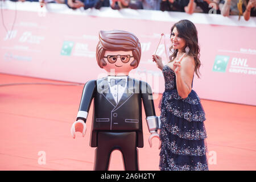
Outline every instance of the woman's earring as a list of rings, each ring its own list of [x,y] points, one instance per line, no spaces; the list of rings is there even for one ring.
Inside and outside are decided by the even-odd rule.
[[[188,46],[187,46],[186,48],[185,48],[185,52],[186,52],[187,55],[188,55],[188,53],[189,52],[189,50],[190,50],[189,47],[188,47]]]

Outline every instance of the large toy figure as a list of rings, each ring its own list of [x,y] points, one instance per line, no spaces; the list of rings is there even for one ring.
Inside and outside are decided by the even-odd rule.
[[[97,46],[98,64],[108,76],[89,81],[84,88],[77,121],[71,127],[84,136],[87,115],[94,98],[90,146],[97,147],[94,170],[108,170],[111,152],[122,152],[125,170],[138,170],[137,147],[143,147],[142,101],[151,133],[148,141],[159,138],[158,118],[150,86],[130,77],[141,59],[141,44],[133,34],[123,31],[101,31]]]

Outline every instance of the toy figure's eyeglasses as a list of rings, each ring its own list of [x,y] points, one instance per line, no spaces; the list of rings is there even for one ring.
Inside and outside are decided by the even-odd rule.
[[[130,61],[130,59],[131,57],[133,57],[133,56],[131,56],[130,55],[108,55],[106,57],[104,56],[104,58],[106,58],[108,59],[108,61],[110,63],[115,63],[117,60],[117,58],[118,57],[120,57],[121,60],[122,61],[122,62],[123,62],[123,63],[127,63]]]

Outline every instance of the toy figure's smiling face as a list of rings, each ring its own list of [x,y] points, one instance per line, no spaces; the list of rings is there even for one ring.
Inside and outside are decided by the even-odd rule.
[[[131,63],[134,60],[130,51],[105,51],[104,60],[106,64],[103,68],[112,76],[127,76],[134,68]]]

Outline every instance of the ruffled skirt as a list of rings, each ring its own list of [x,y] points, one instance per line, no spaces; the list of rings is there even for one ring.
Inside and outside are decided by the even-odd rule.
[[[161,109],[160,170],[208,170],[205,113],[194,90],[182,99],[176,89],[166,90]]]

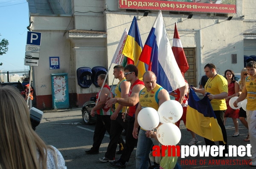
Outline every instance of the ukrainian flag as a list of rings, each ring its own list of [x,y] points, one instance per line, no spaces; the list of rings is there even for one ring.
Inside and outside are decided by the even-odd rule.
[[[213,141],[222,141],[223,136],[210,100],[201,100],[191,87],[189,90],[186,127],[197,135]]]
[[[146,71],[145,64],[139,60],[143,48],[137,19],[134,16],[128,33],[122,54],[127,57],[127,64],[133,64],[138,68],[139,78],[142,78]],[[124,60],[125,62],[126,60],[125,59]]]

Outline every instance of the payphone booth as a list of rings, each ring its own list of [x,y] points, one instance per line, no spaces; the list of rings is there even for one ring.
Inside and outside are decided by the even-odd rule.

○ ○ ○

Directions
Please reproduce the text from the line containing "Outline every instance of the payphone" through the end of the rows, unchanged.

Answer to the problem
Outline every instance of the payphone booth as a list of rings, each ring its own list of [x,y] points, one instance per line, no spaces; the list of rings is there even for one ring.
Inside and outside are decided by the even-odd rule.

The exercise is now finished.